_Text excerpt_
────────────────
Machine Learning Driven Prediction of the Behavior of Biohybrid Actuators

TL;DR

This paper applies machine learning techniques, including random forests, neural networks, and LSTM networks, to accurately predict the behavior of biohybrid muscle actuators, aiding their control and optimization in soft robotics.

Contribution

It introduces static and dynamic machine learning models as digital twins for biohybrid actuators, improving predictability and control strategies.

Findings

Static models achieve R2 of 0.9425 in force prediction.

Dynamic LSTM model achieves R2 of 0.9956, closely replicating force time series.

Models enable optimization and adaptive control of biohybrid actuators.

Abstract

Skeletal muscle-based biohybrid actuators have proved to be a promising component in soft robotics, offering efficient movement. However, their intrinsic biological variability and nonlinearity pose significant challenges for controllability and predictability. To address these issues, this study investigates the application of supervised learning, a form of machine learning, to model and predict the behavior of biohybrid machines (BHMs), focusing on a muscle ring anchored on flexible polymer pillars. First, static prediction models (i.e., random forest and neural network regressors) are trained to estimate the maximum exerted force achieved from input variables such as muscle sample, electrical stimulation parameters, and baseline exerted force. Second, a dynamic modeling framework, based on Long Short-Term Memory networks, is developed to serve as a digital twin, replicating the time series of exerted forces observed in response to electrical stimulation. Both modeling approaches demonstrate high predictive accuracy. The best performance of the static models is characterized by R2 of 0.9425, whereas the dynamic model achieves R2 of 0.9956. The static models can enable optimization of muscle actuator performance for targeted applications and required force outcomes, while the dynamic model provides a foundation for developing robustly adaptive control strategies in future biohybrid robotic systems.
────────────────
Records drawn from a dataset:
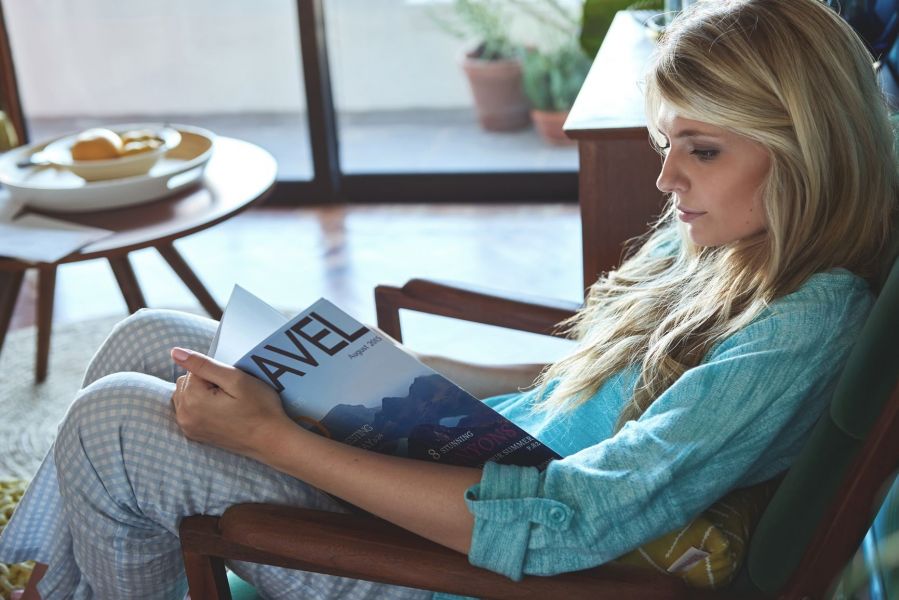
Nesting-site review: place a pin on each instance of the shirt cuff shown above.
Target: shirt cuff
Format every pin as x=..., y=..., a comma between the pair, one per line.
x=506, y=506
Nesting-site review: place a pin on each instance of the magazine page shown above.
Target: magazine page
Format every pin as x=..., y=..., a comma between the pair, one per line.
x=350, y=383
x=245, y=322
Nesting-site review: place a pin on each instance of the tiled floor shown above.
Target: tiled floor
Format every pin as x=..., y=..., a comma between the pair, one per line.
x=290, y=257
x=422, y=141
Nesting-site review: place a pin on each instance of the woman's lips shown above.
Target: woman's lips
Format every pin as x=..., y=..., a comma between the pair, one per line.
x=686, y=215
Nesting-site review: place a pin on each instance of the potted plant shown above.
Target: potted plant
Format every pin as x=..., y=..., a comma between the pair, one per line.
x=554, y=73
x=552, y=80
x=493, y=67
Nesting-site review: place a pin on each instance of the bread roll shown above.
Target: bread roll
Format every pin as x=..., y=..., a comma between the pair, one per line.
x=97, y=144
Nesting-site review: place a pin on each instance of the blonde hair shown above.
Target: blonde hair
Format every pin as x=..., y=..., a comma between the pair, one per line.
x=794, y=77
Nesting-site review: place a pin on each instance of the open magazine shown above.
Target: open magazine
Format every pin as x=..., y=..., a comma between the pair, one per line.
x=348, y=382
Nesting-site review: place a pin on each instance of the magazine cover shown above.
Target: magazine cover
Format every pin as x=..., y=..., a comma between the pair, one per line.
x=348, y=382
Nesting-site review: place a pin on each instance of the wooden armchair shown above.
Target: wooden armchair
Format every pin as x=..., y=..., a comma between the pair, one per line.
x=810, y=530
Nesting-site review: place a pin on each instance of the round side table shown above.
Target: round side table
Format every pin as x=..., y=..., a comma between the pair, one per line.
x=238, y=175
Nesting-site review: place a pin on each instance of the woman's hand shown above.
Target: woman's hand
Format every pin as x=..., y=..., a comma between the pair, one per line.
x=219, y=405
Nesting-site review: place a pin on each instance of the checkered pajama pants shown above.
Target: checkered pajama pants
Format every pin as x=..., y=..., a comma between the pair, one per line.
x=104, y=508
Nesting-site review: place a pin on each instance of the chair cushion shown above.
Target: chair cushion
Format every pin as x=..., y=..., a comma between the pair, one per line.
x=709, y=551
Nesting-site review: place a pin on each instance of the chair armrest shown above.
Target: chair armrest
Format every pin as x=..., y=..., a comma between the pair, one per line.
x=365, y=547
x=478, y=305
────────────────
_Tasks for this exercise_
1 - Summarize the text on biohybrid actuators in two sentences.
2 - Edit everything in the text on biohybrid actuators from "Machine Learning Driven" down to "and control strategies.", replacing "digital twins" with "virtual replicas".

_Completed exercise_
1 - The study applies supervised machine learning to predict the behavior of skeletal muscle-based biohybrid actuators, whose biological variability and nonlinearity make them hard to control. Static random forest and neural network models predict maximum exerted force with an R2 of 0.9425, and a dynamic LSTM model acting as a digital twin reproduces force time series with an R2 of 0.9956, supporting optimization and adaptive control.

2 -
Machine Learning Driven Prediction of the Behavior of Biohybrid Actuators

TL;DR

This paper applies machine learning techniques, including random forests, neural networks, and LSTM networks, to accurately predict the behavior of biohybrid muscle actuators, aiding their control and optimization in soft robotics.

Contribution

It introduces static and dynamic machine learning models as virtual replicas for biohybrid actuators, improving predictability and control strategies.